- **Tasks and exercises**
**a.** Answer these questions about the article on the MGM Grand Hotel fire, one answer per line:
(i) How many lives did the Las Vegas fire take?
(ii) What started the fire?
(iii) Whose findings does the Fire Administration's report not dispute?
**b.** Alter the stretch from "What other hotels" through "of the fire." in the article on the MGM Grand Hotel fire, putting "fire suppression system" in place of "sprinkler system".
**c.** Carry on the article about the MGM Grand Hotel fire from its last sentence.

- **Text segment**
The head of the U.S. Fire Administration said here today that public apathy about fire dangers allows the existence of hundreds of buildings across the country with the disaster potential of the MGM Grand Hotel.

"Americans don't give a damn about fire," Administrator Gordon Vickery told reporters at a press conference here to release his agency's preliminary report on the Nov. 21 fire in Las Vegas that took 84 lives. Such tragedies, however, help focus attention on fire safety he said.

Vickery called for tax credits for owners of existing buildings who make efforts to fireproof their properties, and he urged changes in the way polyurethane-loaded household goods are manufactured. He also asked for statutory authority for his small Commerce Department agency to investigate major fires.

While Vickery laid most of the blame for deaths in the MGM fire on the massive hotel's ventilating system, which he described as of "poor design," he also said the design was fairly unique. "You could go anywhere in America and not find a ventilating system like MGM's" he said.

What other hotels and public buildings share with MGM is a lack of posted directions on how to get out, plastic furnishings that are potentially lethal when burned and construction that local fire codes have outdated, he said.

If the Las Vegas hotel had a sprinkler system throughout, for instance, the fire that started with an electrical short in a delicatessen wall would have been "a small, incipient fire that would have been put out," the fire administrator said. Or, he noted, if there had been smoke detectors everywhere in the building, someone would have noticed smoke early enough to prevent the spread of the fire.

The Fire Administration's report, put together by a team of federal investigators that will report later on the medical and behaviorial aspects of the tragedy, does not dispute the findings of the Clark County, Nevada, Building Department, which said that code violations were partly to blame for the rapid spread of smoke in the 26-story hotel.

Vickery said that, while his agency was leaving the question of code violations to local authorities, the design of the hotel's ventilating system "indicated illegality." An unobstructed, 26-story ventilating shaft above the hotel's casino allowed dense black smoke to stream to the top five floors, where most of the victims were found, he said.

- **Records shown**
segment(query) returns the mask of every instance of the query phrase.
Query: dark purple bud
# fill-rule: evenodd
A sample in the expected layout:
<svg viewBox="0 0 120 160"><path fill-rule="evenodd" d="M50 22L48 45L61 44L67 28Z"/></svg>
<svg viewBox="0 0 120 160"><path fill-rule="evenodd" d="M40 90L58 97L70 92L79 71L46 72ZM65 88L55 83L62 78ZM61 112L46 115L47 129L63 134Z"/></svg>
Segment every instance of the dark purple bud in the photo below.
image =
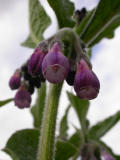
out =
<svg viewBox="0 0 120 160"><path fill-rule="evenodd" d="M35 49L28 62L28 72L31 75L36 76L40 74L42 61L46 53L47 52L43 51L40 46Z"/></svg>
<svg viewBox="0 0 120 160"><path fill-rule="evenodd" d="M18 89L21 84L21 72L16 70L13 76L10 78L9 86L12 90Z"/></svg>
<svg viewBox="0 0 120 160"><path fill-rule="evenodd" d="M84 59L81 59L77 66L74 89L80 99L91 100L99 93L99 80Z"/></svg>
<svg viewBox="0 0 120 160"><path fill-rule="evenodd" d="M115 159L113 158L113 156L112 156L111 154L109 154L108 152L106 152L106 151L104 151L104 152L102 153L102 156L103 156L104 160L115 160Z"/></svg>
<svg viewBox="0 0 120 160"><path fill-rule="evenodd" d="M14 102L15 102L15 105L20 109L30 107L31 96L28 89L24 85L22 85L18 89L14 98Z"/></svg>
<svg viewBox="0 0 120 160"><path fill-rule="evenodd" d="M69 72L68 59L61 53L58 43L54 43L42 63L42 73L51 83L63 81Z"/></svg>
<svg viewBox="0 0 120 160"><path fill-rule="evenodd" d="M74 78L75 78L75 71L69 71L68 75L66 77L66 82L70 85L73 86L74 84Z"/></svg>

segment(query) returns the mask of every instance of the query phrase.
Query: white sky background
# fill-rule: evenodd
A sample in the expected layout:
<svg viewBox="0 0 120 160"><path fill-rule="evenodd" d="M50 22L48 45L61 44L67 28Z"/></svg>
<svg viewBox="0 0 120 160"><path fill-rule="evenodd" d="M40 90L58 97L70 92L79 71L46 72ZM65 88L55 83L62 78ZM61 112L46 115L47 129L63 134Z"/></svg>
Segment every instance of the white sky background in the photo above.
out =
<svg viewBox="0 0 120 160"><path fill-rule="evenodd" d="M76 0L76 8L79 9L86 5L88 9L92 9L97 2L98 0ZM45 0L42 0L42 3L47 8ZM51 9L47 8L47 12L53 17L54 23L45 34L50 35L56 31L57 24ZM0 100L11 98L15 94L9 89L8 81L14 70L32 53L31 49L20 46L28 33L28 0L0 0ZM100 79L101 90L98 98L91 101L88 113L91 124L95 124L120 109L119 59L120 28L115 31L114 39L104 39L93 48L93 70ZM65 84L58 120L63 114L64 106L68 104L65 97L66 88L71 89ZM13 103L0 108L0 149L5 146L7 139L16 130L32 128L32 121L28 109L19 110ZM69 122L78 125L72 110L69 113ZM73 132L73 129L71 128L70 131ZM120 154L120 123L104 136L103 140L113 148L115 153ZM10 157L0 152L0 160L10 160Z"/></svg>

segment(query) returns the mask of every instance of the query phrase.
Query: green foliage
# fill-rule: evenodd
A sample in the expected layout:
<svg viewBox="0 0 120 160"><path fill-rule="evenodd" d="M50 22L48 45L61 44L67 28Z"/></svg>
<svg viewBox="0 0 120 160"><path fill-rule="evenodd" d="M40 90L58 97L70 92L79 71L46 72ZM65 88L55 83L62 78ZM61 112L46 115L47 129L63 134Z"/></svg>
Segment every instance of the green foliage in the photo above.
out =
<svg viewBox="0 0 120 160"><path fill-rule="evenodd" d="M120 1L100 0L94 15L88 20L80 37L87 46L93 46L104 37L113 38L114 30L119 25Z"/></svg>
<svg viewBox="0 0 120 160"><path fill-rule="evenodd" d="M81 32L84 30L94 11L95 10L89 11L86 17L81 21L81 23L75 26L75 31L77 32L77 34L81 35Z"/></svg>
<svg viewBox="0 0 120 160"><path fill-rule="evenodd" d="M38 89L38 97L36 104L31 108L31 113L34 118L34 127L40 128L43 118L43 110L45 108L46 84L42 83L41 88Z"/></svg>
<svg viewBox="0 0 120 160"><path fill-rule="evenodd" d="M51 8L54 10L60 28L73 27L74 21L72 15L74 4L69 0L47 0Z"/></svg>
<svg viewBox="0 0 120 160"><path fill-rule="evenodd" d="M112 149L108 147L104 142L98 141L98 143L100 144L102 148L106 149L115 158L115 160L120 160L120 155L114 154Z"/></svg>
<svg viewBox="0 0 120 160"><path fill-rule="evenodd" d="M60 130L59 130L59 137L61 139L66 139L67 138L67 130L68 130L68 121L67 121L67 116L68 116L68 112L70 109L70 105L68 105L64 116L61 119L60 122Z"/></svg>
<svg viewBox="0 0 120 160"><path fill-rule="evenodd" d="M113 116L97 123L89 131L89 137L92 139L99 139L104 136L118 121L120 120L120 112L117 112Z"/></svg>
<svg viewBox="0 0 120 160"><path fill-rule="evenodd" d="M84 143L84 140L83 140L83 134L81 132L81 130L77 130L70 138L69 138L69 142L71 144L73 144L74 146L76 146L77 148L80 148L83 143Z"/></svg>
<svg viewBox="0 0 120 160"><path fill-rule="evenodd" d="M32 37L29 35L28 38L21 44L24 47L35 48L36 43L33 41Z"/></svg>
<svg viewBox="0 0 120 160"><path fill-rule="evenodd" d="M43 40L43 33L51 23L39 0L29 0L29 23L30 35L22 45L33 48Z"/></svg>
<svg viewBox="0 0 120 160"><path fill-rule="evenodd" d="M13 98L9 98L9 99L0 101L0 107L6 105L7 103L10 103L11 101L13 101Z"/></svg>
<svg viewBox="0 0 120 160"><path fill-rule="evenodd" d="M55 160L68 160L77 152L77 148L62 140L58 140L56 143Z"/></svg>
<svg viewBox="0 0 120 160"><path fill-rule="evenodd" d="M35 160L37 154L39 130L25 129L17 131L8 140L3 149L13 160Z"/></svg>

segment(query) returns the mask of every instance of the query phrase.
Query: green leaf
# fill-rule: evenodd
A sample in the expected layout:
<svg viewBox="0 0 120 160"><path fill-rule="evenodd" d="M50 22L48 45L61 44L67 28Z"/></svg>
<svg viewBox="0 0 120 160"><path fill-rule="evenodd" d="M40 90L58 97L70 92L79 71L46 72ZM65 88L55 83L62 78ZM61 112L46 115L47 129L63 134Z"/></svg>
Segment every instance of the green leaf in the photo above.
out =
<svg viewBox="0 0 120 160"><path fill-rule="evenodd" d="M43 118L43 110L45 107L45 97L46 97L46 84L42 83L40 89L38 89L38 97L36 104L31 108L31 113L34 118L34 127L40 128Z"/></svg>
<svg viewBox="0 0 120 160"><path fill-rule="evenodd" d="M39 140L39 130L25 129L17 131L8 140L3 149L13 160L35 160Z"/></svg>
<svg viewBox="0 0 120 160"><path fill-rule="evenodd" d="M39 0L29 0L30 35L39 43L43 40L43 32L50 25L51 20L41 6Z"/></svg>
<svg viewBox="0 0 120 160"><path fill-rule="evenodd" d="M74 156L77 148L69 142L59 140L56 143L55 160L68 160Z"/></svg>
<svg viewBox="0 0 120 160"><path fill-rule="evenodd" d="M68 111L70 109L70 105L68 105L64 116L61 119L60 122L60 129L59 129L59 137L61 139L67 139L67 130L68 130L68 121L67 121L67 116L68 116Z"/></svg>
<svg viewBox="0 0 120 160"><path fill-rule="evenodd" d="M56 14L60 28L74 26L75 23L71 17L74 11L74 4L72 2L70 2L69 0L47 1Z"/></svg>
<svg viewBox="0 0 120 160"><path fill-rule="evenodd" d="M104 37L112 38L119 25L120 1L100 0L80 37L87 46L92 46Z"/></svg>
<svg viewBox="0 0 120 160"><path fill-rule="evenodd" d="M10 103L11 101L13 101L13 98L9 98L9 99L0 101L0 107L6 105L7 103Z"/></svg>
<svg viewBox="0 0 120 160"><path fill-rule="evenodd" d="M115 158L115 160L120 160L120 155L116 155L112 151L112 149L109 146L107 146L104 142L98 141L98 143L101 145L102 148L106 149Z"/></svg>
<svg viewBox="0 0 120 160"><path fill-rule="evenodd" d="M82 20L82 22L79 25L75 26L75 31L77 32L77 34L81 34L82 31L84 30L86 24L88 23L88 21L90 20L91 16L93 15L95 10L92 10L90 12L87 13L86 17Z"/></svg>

- **Response list**
**a.**
(i) 84
(ii) An electrical short in a delicatessen wall
(iii) Those of the Clark County, Nevada, Building Department

**b.**
What other hotels and public buildings share with MGM is a lack of posted directions on how to get out, plastic furnishings that are potentially lethal when burned and construction that local fire codes have outdated, he said.

If the Las Vegas hotel had a fire suppression system throughout, for instance, the fire that started with an electrical short in a delicatessen wall would have been "a small, incipient fire that would have been put out," the fire administrator said. Or, he noted, if there had been smoke detectors everywhere in the building, someone would have noticed smoke early enough to prevent the spread of the fire.

**c.**
Asked about culpability in the fire, Vickery said the blame "ultimately is always the fault of the people who built the building." MGM Grand, one of the largest hotels in the world, was built in 1973 by a company that split off from MGM Film Co.

San Francisco Fire Chief Andrew Casper, who joined Vickery in the preliminaries of the fire agency's National Fire Conference here, was blunt in his assessment of the MGM tragedy.

The hotel, he said, was a "sieve" that allowed smoke to travel beyond walls, up elevator shafts and through the air-conditioning system into guest rooms. Casper said he'd "like to see something done on the federal level" about the preponderance of potentially lethal polyurethane in household furnishings like those used in the hotel.

But Vickery reiterated that his agency doesn't believe "the mood of the country will stand for much more government," that questions of code violations and building standards will have to be addressed on a local level.

He said it was essential, however, that his agency be given free access to investigate major fires. It currently has to request permission from local officials.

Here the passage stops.